• **WRITTEN INSTRUCTION**:
List every person named by full name in the text about Fernando Valenzuela's 1981 opening day start.
-- START OF DOCUMENT TEXT --
The start of Fernandomania.
— Los Angeles Dodgers (@Dodgers) April 9, 2020
On this day in 1981, Fernando Valenzuela tossed a complete-game shutout in his first MLB start. #TBT pic.twitter.com/S3y6wmncOV
This opening day wasn’t Valenzuela’s major league debut; he pitched 10 games and 17⅔ innings in relief in the final few weeks of 1980. He allowed two runs, but both were unearned, so when he started against the Astros his 0.00 ERA represented both his season and career marks at that point.
I wasn’t baseball cognizant in 1981, so I didn’t fully experience Fernandomania, but by the time I became immersed in the sport a few years later, Valenzuela was one of the game’s biggest stars. The mania began with that April 9 start 39 years ago.
Jerry Reuss was supposed to start opening day for the Dodgers in 1981. He led the team in innings and wins the year before and posted a 2.51 ERA, including a no-hitter and an All-Star nod. But Reuss suffered a leg injury, which opened the door for the 20-year-old rookie.
From Jim Murray in the Los Angeles Times in 1985:
When Fernando Valenzuela came to the big leagues, Bob Lemon, then a Yankee scout, stared in disbelief. He leaned over and asked a Dodger scout, “How old is he?”
“Twenty,” was the reply.
Lemon thought about it a moment. “Twenty what?” he wanted to know.
After Valenzuela shut out the Astros on opening day, Houston manager Bill Virdon was similarly befuddled.
“For a 20-year-old, that’s really unusual,” Virdon told reporters, per UPI. “To have that much poise at such a young age, it’s well, hard to believe. A good screwball is a real tough pitch to hit, and Valenzuela has a real good screwball.”
-- END OF DOCUMENT TEXT --
-- START OF RECORDED INFORMATION --
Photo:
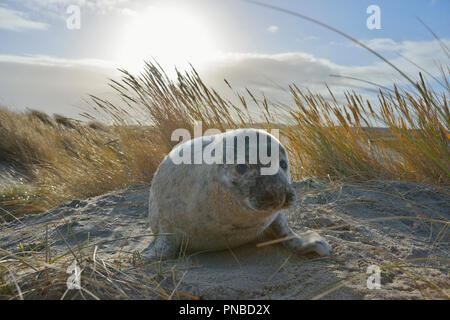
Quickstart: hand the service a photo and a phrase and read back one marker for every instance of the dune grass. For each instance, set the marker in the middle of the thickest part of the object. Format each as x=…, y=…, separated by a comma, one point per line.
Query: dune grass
x=64, y=159
x=403, y=136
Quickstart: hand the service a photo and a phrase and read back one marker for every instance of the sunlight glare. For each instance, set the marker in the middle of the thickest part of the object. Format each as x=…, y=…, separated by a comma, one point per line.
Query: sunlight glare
x=172, y=36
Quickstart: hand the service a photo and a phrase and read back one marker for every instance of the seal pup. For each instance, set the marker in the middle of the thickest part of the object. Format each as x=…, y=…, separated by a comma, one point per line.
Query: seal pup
x=222, y=191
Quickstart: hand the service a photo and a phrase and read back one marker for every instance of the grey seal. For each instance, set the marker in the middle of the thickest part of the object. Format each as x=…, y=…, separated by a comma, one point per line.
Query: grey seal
x=214, y=205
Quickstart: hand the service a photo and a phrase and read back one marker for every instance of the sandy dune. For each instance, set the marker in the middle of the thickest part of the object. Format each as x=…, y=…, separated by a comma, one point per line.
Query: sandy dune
x=400, y=227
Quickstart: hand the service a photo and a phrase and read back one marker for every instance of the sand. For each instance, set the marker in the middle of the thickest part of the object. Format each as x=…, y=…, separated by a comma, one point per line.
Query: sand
x=400, y=227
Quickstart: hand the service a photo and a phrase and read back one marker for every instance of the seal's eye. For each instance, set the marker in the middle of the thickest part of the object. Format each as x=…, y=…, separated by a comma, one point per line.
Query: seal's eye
x=241, y=168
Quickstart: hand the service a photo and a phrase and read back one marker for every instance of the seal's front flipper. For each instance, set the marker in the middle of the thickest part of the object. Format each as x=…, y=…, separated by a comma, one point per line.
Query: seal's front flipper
x=311, y=243
x=162, y=248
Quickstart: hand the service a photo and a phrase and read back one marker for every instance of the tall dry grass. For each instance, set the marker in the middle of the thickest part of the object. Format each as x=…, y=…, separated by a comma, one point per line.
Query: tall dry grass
x=65, y=159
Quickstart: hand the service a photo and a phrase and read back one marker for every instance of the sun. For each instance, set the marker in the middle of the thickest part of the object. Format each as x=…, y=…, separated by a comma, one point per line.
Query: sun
x=173, y=36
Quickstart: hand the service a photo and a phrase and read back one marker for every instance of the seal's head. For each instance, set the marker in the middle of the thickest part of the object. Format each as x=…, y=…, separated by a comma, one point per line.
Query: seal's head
x=261, y=179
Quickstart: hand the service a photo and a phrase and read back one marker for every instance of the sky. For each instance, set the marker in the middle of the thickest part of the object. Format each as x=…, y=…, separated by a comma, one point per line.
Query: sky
x=49, y=62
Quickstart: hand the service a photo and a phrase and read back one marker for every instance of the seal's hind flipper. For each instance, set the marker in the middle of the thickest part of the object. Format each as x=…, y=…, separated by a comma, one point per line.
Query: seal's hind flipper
x=162, y=248
x=310, y=243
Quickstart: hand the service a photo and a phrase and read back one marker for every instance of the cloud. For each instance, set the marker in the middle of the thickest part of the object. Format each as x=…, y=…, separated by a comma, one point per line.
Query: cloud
x=50, y=84
x=16, y=21
x=273, y=73
x=121, y=7
x=58, y=85
x=273, y=29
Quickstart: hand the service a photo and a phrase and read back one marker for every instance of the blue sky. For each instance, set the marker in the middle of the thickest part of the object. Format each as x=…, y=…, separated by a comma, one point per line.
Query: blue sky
x=46, y=66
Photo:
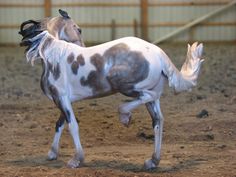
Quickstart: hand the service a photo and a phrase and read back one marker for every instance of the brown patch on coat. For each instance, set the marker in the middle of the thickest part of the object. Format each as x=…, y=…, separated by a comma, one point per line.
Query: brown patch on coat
x=70, y=58
x=80, y=59
x=56, y=71
x=127, y=68
x=96, y=79
x=76, y=63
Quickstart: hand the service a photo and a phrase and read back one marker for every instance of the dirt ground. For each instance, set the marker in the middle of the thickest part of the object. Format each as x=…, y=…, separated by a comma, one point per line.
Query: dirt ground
x=192, y=146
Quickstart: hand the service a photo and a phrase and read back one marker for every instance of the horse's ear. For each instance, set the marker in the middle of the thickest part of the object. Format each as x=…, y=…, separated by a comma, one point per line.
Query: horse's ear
x=63, y=13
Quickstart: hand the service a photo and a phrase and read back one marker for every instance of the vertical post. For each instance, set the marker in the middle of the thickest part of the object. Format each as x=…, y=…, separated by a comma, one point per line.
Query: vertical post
x=113, y=29
x=144, y=18
x=47, y=8
x=192, y=33
x=135, y=26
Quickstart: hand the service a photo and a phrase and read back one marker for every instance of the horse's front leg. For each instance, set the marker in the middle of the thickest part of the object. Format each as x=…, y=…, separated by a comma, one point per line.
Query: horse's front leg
x=64, y=104
x=53, y=152
x=157, y=123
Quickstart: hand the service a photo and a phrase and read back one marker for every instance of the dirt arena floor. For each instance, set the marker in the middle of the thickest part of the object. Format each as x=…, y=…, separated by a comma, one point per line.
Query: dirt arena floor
x=192, y=146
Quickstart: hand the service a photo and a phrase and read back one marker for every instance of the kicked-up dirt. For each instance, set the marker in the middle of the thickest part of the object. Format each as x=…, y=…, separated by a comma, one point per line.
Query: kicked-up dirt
x=199, y=130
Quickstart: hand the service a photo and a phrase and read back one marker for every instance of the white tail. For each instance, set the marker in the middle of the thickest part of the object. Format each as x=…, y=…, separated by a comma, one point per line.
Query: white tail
x=187, y=77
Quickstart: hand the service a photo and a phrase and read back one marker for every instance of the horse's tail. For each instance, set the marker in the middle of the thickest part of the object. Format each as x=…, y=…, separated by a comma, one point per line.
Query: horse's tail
x=186, y=78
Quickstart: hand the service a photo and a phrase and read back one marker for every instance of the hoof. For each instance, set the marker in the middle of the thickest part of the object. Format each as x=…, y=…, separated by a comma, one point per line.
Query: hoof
x=125, y=119
x=52, y=155
x=74, y=163
x=150, y=164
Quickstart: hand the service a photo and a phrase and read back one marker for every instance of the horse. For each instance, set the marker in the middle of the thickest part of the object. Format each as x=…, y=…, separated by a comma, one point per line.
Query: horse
x=62, y=27
x=130, y=66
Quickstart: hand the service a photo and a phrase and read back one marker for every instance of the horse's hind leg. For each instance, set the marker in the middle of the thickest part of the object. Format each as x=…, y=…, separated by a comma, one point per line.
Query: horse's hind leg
x=125, y=109
x=53, y=152
x=157, y=123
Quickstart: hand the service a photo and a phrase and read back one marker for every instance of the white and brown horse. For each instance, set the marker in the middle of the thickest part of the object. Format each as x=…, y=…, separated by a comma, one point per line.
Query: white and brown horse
x=128, y=65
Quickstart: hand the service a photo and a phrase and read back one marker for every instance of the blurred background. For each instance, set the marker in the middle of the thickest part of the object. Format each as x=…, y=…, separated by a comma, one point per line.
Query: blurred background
x=104, y=20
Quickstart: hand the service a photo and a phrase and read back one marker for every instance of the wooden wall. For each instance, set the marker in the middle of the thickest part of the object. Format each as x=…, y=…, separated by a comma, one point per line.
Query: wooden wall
x=104, y=20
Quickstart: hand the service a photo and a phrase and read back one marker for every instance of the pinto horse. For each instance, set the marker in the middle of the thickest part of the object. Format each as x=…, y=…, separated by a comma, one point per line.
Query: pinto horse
-- END OF RECORDED INFORMATION --
• **REPLY**:
Fernando Valenzuela, Jerry Reuss, Jim Murray, Bob Lemon, Bill Virdon